── Selected extract

Biostatistics 815 Term Project

From Genome Analysis Wiki
Jump to: navigation, search

BIOSTAT815 Fall 2012 Term Project

Overview

BIOSTAT815 course term project encourages students to develop the computational concepts, skills, and experiences to perform their own research in statistical analysis of large data set. Among the number of projects suggested below, students may team up with another student to (1) implement the software package, (2) present the achivements during the class, and (3) write a brief report of their achievements. Students are encouraged to pick their own projects closely related to their research.

Timeline

  • Pick your own project by the end of September
  • You may change the topic later
  • Present your results in Dec 6th class
  • Submit your report and full software package in Dec 20th class.

Expected Outcomes

  • Biweekly progress report (by email or in person) to the instructor.
  • A software package (C++ standalone or R/C++ combined package) containing source code, binary, and example data to test
  • 15 minutes presentation (+5 min discussion) during the class (Dec 6)
  • A brief report (less than 5 pages, in google document) summarizing a summary and highlight of the implementation, and the analysis results of real data by Dec 20.

Suggested Projects

Suggest your own project

If you have an open research question requiring to address computational challenges, you are welcomed to suggest the project. Discuss with the instructor to determine the scope of the term project.

────

— Assignment A —
Update the BIOSTAT815 term project page by giving the stretch from "Expected Outcomes" through "data by Dec 20." again, with "google document" replaced by "shared online document".
— Assignment B —
On the BIOSTAT815 term project page, condense the paragraph that begins "BIOSTAT815 course term project encourages" into a short list that keeps its main facts.
— Assignment C —
According to the BIOSTAT815 term project page, how long is the in-class presentation?
The records are separate material, unconnected to the BIOSTAT815 term project page.

── Record excerpts

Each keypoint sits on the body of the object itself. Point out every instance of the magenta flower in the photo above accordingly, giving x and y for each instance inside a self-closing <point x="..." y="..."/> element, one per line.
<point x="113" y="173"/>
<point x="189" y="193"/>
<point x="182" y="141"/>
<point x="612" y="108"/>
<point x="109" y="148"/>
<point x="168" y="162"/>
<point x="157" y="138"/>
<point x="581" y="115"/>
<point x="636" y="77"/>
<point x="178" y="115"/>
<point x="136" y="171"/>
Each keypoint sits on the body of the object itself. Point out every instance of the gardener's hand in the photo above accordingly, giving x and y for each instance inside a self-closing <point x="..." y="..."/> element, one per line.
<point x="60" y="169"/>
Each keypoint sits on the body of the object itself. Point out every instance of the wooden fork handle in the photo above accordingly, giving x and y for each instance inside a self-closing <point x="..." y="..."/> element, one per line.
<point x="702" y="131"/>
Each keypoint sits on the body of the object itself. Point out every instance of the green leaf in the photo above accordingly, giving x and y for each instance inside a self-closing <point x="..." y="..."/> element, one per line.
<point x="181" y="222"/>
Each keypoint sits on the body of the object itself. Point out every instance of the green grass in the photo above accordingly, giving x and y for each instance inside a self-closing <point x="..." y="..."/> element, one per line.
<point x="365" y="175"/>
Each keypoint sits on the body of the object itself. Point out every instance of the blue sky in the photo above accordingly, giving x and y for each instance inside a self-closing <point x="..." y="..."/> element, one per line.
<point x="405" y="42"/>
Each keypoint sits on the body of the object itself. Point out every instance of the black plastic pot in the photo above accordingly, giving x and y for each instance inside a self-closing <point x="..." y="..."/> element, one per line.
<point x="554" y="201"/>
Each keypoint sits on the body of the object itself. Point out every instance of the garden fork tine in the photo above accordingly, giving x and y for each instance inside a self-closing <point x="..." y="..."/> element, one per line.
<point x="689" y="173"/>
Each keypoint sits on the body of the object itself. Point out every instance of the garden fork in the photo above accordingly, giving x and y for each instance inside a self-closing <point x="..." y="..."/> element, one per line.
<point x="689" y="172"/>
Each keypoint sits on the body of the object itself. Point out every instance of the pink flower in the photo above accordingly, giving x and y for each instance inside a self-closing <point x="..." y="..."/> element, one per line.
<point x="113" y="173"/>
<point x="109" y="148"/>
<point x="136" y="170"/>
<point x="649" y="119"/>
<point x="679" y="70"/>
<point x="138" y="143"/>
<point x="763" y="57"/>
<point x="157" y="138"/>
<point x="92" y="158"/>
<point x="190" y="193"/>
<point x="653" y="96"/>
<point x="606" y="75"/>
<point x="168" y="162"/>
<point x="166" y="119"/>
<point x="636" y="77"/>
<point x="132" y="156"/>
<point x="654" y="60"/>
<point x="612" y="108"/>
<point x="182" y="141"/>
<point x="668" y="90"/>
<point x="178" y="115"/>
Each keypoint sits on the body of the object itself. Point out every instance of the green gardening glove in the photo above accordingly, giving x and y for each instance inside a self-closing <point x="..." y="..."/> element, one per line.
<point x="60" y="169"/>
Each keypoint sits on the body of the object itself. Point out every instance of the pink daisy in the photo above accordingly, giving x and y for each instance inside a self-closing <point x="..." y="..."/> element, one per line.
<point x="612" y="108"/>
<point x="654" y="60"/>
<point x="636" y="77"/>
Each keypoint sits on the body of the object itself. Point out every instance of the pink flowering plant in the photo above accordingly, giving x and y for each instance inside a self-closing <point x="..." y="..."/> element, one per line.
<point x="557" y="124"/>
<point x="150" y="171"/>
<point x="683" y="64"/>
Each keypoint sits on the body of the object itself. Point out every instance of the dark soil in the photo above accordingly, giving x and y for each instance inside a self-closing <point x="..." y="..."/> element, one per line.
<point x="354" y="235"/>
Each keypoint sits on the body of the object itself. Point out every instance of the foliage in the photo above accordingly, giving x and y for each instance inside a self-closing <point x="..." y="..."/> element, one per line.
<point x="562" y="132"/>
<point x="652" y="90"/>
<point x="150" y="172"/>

────

— Expected answer A —
Expected Outcomes

  • Biweekly progress report (by email or in person) to the instructor.
  • A software package (C++ standalone or R/C++ combined package) containing source code, binary, and example data to test
  • 15 minutes presentation (+5 min discussion) during the class (Dec 6)
  • A brief report (less than 5 pages, in shared online document) summarizing a summary and highlight of the implementation, and the analysis results of real data by Dec 20.

— Expected answer B —
- Aim: help students develop the computational concepts, skills, and experience to do their own research in statistical analysis of large data sets.
- Students may pick from suggested projects and may team up with another student.
- Each team will (1) implement the software package, (2) present its achievements in class, and (3) write a brief report.
- Students are encouraged to choose projects closely related to their own research.

— Expected answer C —
15 minutes, plus 5 minutes of discussion.